▸ Stated goal:
Can you render every line of the listing below as a numbered list, leaving out any blank lines?

Dataset excerpt
◆ ◆ ◆

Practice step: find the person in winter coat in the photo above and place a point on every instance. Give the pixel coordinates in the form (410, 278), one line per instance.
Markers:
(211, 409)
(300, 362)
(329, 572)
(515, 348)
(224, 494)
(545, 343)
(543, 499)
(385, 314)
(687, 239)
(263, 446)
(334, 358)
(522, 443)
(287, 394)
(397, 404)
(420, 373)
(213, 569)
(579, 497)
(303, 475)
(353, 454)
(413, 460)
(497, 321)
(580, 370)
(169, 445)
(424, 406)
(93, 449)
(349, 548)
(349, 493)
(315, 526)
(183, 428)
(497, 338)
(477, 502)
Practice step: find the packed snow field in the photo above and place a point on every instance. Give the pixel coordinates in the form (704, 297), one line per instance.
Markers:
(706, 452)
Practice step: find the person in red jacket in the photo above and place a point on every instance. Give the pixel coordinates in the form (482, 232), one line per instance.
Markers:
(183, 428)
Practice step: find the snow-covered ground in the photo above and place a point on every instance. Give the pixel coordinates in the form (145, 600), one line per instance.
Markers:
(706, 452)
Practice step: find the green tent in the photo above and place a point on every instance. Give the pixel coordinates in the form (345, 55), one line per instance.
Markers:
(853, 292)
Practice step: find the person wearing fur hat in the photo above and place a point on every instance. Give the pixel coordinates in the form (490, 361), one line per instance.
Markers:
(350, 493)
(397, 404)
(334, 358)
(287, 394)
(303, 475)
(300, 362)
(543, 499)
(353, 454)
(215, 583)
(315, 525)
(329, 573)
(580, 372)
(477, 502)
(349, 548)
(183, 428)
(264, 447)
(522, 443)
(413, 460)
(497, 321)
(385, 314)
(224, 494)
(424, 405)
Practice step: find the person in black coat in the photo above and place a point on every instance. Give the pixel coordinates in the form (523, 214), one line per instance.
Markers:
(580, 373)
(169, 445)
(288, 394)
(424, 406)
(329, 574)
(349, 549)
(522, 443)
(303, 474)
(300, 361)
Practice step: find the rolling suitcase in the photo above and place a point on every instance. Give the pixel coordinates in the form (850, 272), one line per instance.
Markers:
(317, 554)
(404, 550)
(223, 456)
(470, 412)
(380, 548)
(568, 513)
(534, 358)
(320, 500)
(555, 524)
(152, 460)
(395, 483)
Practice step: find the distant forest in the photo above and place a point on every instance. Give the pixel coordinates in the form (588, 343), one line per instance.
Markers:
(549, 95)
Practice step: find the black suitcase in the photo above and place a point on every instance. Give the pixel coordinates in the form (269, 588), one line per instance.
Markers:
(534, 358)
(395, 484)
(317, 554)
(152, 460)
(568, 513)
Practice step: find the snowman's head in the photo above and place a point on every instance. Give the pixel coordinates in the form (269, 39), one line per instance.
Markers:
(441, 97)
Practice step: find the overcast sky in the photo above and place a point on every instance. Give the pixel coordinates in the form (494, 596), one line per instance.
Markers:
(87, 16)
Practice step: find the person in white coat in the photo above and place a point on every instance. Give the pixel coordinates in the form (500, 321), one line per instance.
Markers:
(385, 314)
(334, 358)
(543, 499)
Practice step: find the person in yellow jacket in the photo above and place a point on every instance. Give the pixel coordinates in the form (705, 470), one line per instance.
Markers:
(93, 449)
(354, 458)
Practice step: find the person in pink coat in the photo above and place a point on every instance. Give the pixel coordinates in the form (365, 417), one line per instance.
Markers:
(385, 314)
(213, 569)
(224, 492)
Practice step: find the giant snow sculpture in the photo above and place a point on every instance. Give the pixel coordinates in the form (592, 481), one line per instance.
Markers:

◆ ◆ ◆

▸ Written answer:
1. Practice step: find the person in winter coat in the photo above and place a point on every instance. Give the pixel coordinates in the form (410, 278), one line per instance.
2. Markers:
3. (211, 409)
4. (300, 362)
5. (329, 572)
6. (515, 348)
7. (224, 494)
8. (545, 343)
9. (543, 499)
10. (385, 314)
11. (687, 239)
12. (263, 446)
13. (334, 358)
14. (522, 443)
15. (287, 394)
16. (397, 404)
17. (420, 373)
18. (213, 569)
19. (579, 497)
20. (303, 475)
21. (353, 454)
22. (413, 460)
23. (497, 321)
24. (580, 370)
25. (169, 445)
26. (424, 406)
27. (93, 449)
28. (349, 548)
29. (349, 493)
30. (315, 526)
31. (183, 428)
32. (497, 338)
33. (477, 502)
34. Practice step: find the packed snow field in the photo above and place a point on every instance. Give the pixel coordinates in the form (704, 297), one line per instance.
35. Markers:
36. (706, 452)
37. Practice step: find the person in red jacket in the photo above and place a point on every instance. Give the pixel coordinates in the form (482, 232), one line per instance.
38. Markers:
39. (183, 428)
40. Practice step: find the snow-covered ground in the photo above and place a point on every instance. Give the pixel coordinates in the form (145, 600), one line per instance.
41. Markers:
42. (706, 452)
43. Practice step: find the green tent in the photo above and place a point on every instance. Give the pixel coordinates in the form (345, 55), one line per instance.
44. Markers:
45. (853, 292)
46. Practice step: find the person wearing fur hat in the photo above and place a point on every instance. Give the pixel coordinates in the form (490, 361), one line per instance.
47. Markers:
48. (350, 493)
49. (397, 404)
50. (334, 358)
51. (287, 394)
52. (303, 475)
53. (300, 362)
54. (543, 499)
55. (353, 454)
56. (215, 583)
57. (315, 525)
58. (329, 573)
59. (580, 372)
60. (477, 502)
61. (349, 548)
62. (183, 428)
63. (264, 447)
64. (522, 443)
65. (413, 460)
66. (497, 321)
67. (385, 314)
68. (224, 494)
69. (424, 405)
70. Practice step: find the person in black coat in the photo above and place a point on every instance. Give the pixel coordinates in the form (523, 214), one line per instance.
71. Markers:
72. (580, 373)
73. (169, 445)
74. (288, 394)
75. (424, 406)
76. (329, 574)
77. (349, 549)
78. (522, 443)
79. (303, 474)
80. (300, 361)
81. Practice step: find the rolling suitcase in the photo above and place a point on every instance. Give the pixel coordinates in the form (850, 272), one line per instance.
82. Markers:
83. (317, 554)
84. (404, 550)
85. (223, 456)
86. (470, 412)
87. (380, 548)
88. (568, 513)
89. (534, 358)
90. (320, 500)
91. (555, 524)
92. (152, 460)
93. (395, 483)
94. Practice step: find the distant forest in the photo above and place a point on every instance. Give the pixel coordinates in the form (588, 343), one line per instance.
95. Markers:
96. (549, 95)
97. Practice step: find the black suitcase in the photo above and place a point on every instance. Give the pixel coordinates in the form (269, 588), one line per instance.
98. Markers:
99. (534, 358)
100. (395, 484)
101. (317, 554)
102. (152, 460)
103. (568, 513)
104. Practice step: find the snowman's head in the photo above and place a point on every instance. Give the pixel coordinates in the form (269, 39), one line per instance.
105. Markers:
106. (441, 97)
107. Practice step: find the overcast sky in the photo above and place a point on every instance. Give the pixel coordinates in the form (494, 596), one line per instance.
108. Markers:
109. (87, 16)
110. Practice step: find the person in white coat in the photo above and place a point on every instance. Give the pixel coordinates in the form (500, 321), one line per instance.
111. Markers:
112. (385, 314)
113. (334, 358)
114. (543, 499)
115. Practice step: find the person in yellow jacket in the photo above and place a point on every instance. Give the pixel coordinates in the form (705, 470), one line per instance.
116. Markers:
117. (93, 449)
118. (354, 458)
119. Practice step: find the person in pink coat in the photo above and place a point on every instance. Give the pixel coordinates in the form (365, 417), one line per instance.
120. Markers:
121. (385, 314)
122. (213, 569)
123. (224, 492)
124. Practice step: find the giant snow sculpture in the photo above and place a point on every instance. Give the pixel coordinates in the form (592, 481), one line per instance.
125. Markers:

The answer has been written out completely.